## Document text
++++
1524. Number of Sub-arrays With Odd Sum - Explanation

1. Brute Force

Intuition

For each possible subarray, compute its sum and check if it is odd. We try every starting index and extend to every possible ending index, accumulating the sum incrementally.

Algorithm

For each starting index i, initialize a running sum.
Extend the subarray by adding elements one at a time up to index n-1.
After each addition, check if the current sum is odd and increment res if so.
Return the total count modulo 10^9 + 7.

class Solution:
    def numOfSubarrays(self, arr: List[int]) -> int:
        n, res = len(arr), 0
        mod = int(1e9 + 7)

        for i in range(n):
            curSum = 0
            for j in range(i, n):
                curSum += arr[j]
                if curSum % 2:
                    res = (res + 1) % mod

        return res

Time & Space Complexity

Time complexity: $O(n ^ 2)$
Space complexity: $O(1)$

2. Dynamic Programming (Top-Down)

Intuition

We use memoization to count subarrays ending at each position. For a subarray starting at index i, the parity of its sum depends on the running parity as we extend rightward. By caching results for each (index, parity) state, we avoid redundant calculations.

Algorithm

Define dfs(i, parity) returning the count of odd-sum subarrays starting at index i with the given running parity.
At each step, update the parity by adding the current element modulo 2.
Add 1 to the count if the new parity is odd, then recurse to the next index.
Sum up dfs(i, 0) for all starting indices to get the total.

class Solution:
    def numOfSubarrays(self, arr: List[int]) -> int:
        mod = 10**9 + 7
        n = len(arr)
        memo = {}

        def dp(i: int, parity: int) -> int:
            if i == n:
                return 0

            if (i, parity) in memo:
                return memo[(i, parity)]

            new_parity = (parity + arr[i]) % 2
            res = new_parity + dp(i + 1, new_parity)
++++
## Data extract

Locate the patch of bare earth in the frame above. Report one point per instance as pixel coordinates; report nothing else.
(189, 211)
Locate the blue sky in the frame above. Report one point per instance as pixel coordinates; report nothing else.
++++
## The exercise
Pick up the explanation of counting sub-arrays with odd sum at the point where it stops, and carry it forward.

## Task answer
            memo[(i, parity)] = res % mod
            return memo[(i, parity)]

        ans = 0
        for i in range(n):
            ans = (ans + dp(i, 0)) % mod

        return ans

Time & Space Complexity

Time complexity: $O(n)$
Space complexity: $O(n)$

3. Dynamic Programming (Bottom-Up)

Intuition

We can convert the top-down approach to bottom-up by processing indices from right to left. For each position, we compute how many odd-sum subarrays can be formed starting there, given either even or odd running parity.

Algorithm

Create a 2D array dp[i][parity] representing counts from index i with given parity.
Iterate from the last index to the first.
For each parity, compute the new parity after including the current element and fill in the dp value.
Sum dp[i][0] for all indices to get the final answer.

class Solution:
    def numOfSubarrays(self, arr: List[int]) -> int:
        n = len(arr)
        mod = 10**9 + 7
        dp = [[0] * 2 for _ in range(n + 1)]

        for i in range(n - 1, -1, -1):
            for parity in range(2):
                new_parity = (parity + arr[i]) % 2
                dp[i][parity] = (new_parity + dp[i + 1][new_parity]) % mod

        res = 0
        for i in range(n):
            res = (res + dp[i][0]) % mod
        return res

Time & Space Complexity

Time complexity: $O(n)$
Space complexity: $O(n)$

4. Prefix Sum - I

Intuition

A subarray has an odd sum when its prefix sum parity differs from the prefix sum at its starting point. If the current prefix sum is odd, pairing it with any previous even prefix sum yields an odd subarray. We track counts of odd and even prefix sums seen so far.

Algorithm

Maintain counters for odd and even prefix sums encountered.
For each element, update the running prefix sum.
If the prefix sum is odd, add 1 (for the subarray from the start) plus the count of previous even prefix sums.
If even, add the count of previous odd prefix sums.
Update the appropriate counter and return res.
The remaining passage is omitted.